::: Teks Halaman :::

Tapi, Jogja Istimewa. Logika nggak bisa begitu saja diaplikasikan pada kota ini.
Kalau masalah ketimpangan dan upah rendah ini adalah ban bocor, yowis, jalan kaki saja. Cari alternatif lain. Dan alternatif dari ketimpangan dan upah rendah ini adalah, get ready, narimo ing pandum.
Falsafah itu sering dipakai orang ICJ dan para kontra isu upah rendah itu bukan tanpa alasan. Falsafah ini memang penting untuk dipegang. Kalau nggak narimo ing pandum, bagaimana kita mau menghadapi susahnya hidup? Berharap mereka yang di atas sana memperhatikan nasib kalian? Kan nggak mungkin.
Oleh karena jelas nggak mungkin, jadi mindset kita yang perlu diubah. Terima saja apa yang ada, dan kita yang satset. Ya memang aneh rasanya jika masalah kesejahteraan dibebankan ke rakyat saja, negara dan pemerintah daerah. Tapi berharap apa sama orang yang berpikir kalau mobil listrik bisa mengurai kemacetan? Tolong lah.
Jogja itu istimewa. Kemiskinan yang disematkan pada kota ini, tidak bisa dipandang kemiskinan secara harfiah. Indikator apa pun yang dipakai sebagai tolok ukur bakal tidak valid. Kita tidak bisa secara gegabah memakai indikator untuk mengukur apa-apa di Jogja.
Kota dengan segala kemungkinan seperti Jogja tidak bisa begitu saja diberi predikat termiskin. Tolong, jika Anda miskin, itu urusan Anda.

::: Entri yang Disediakan :::

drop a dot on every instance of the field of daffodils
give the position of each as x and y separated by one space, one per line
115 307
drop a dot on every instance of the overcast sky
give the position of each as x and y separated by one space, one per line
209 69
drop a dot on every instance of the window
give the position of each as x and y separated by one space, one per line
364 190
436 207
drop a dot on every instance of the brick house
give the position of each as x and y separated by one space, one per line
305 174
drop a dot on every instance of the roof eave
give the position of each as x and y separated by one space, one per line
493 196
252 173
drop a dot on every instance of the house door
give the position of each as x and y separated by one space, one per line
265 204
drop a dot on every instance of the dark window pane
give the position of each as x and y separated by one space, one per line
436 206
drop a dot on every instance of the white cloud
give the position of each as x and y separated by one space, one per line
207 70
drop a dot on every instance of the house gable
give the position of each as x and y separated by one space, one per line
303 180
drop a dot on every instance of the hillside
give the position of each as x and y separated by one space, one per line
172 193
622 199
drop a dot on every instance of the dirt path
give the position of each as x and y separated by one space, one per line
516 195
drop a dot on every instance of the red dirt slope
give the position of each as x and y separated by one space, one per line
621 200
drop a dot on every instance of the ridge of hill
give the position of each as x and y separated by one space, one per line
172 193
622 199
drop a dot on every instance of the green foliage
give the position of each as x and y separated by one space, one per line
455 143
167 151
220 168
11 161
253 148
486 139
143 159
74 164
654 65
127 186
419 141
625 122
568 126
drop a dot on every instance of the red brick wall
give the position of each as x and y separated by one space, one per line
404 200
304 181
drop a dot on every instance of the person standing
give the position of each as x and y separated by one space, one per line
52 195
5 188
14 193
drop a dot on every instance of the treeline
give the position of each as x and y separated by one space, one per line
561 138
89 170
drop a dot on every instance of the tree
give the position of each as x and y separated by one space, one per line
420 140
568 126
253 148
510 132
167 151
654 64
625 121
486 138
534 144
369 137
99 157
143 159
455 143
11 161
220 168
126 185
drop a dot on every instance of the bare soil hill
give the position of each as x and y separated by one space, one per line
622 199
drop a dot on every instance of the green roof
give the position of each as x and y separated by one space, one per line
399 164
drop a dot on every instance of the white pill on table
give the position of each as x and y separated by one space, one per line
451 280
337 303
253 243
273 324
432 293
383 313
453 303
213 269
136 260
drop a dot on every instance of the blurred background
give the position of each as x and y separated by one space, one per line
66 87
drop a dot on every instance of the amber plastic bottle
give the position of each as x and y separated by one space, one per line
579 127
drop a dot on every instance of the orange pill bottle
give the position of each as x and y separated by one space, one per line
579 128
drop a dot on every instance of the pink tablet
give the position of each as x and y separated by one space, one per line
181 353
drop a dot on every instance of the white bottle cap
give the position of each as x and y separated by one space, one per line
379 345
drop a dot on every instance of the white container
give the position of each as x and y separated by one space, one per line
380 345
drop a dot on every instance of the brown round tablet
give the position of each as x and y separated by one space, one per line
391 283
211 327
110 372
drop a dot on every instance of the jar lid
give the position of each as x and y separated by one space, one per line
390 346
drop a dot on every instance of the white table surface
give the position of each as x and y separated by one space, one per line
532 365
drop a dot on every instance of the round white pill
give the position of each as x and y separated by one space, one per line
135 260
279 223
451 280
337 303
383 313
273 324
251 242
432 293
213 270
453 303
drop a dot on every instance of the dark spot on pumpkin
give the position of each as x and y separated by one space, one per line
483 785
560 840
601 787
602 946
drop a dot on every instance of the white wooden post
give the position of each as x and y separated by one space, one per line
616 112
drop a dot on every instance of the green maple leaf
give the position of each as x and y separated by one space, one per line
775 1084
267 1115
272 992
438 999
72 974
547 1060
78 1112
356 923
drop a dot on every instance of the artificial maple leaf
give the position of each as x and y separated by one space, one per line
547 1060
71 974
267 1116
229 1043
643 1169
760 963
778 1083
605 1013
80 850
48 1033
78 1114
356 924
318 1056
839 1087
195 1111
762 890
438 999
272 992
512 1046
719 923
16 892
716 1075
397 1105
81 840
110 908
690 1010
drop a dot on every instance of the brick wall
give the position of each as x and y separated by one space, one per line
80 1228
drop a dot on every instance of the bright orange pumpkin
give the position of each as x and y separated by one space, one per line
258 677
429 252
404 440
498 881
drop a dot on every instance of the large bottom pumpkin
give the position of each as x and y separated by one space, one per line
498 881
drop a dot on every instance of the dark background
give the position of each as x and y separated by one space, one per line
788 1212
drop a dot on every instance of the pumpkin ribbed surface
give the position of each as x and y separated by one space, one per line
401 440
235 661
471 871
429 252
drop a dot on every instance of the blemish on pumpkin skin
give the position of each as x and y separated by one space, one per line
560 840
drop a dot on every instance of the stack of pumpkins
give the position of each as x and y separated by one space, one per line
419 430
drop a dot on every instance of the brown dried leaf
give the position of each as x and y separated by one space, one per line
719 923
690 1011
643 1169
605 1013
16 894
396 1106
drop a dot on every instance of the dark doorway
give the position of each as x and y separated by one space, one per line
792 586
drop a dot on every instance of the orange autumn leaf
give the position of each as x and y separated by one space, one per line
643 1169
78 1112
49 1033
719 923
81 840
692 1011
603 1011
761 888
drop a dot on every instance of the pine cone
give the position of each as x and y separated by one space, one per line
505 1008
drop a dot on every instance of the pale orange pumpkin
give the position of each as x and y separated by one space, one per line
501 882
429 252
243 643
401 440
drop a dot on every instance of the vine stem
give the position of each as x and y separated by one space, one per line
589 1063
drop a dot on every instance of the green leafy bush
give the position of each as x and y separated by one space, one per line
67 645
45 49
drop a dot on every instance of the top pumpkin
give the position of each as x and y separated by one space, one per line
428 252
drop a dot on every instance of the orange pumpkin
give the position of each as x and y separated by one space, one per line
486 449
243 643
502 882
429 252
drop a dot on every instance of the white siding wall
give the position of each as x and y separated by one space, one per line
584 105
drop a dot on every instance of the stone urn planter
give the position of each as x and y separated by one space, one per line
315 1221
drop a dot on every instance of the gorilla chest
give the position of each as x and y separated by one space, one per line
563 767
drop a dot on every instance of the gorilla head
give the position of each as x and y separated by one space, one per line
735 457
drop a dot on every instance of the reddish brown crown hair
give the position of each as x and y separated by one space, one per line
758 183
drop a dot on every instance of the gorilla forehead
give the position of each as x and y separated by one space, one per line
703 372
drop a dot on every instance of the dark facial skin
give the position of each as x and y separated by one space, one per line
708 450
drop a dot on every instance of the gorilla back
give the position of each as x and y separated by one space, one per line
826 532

:::

▶ _Petunjuk Latihan_:
Lanjutkan tulisan tentang kemiskinan dan upah rendah di Jogja, mulai dari sesudah kalimat terakhirnya.

▶ _Jawaban Latihan_:
Apalagi menuntut Gubernur dan Raja Jogja untuk menyelesaikan masalah ini. Tolonglah, kita ini siapa menuntut beliau. Mau pake cara apa? Elegan macam kritikan lewat media, nggak ngefek. Demonstrasi, dianggap mengganggu ketertiban umum. Tapa pepe? Iki meneh, nggak lihat Alun-alun dipagari?
Jadi rasa-rasanya kita tidak perlu mempermasalahkan, bikin heboh, atau memikirkan predikat Jogja provinsi termiskin di Jawa. Buat apa memangnya? Masalah hidup kita sudah berat, mending satset cari side hustle biar merasakan perjuangan, biar bisa diromantisasi. Kalau capek, nongkrong di trotoar estetik, atau nongski di kafe estetik biar hidup kalian jadi lebih mendingan setelah nyruput kopi overpriced yang rasanya cuman manis doang itu.
Lagian kenapa juga sih kalau masyarakat Jogja beneran kere? Bebas lah, istimewa og!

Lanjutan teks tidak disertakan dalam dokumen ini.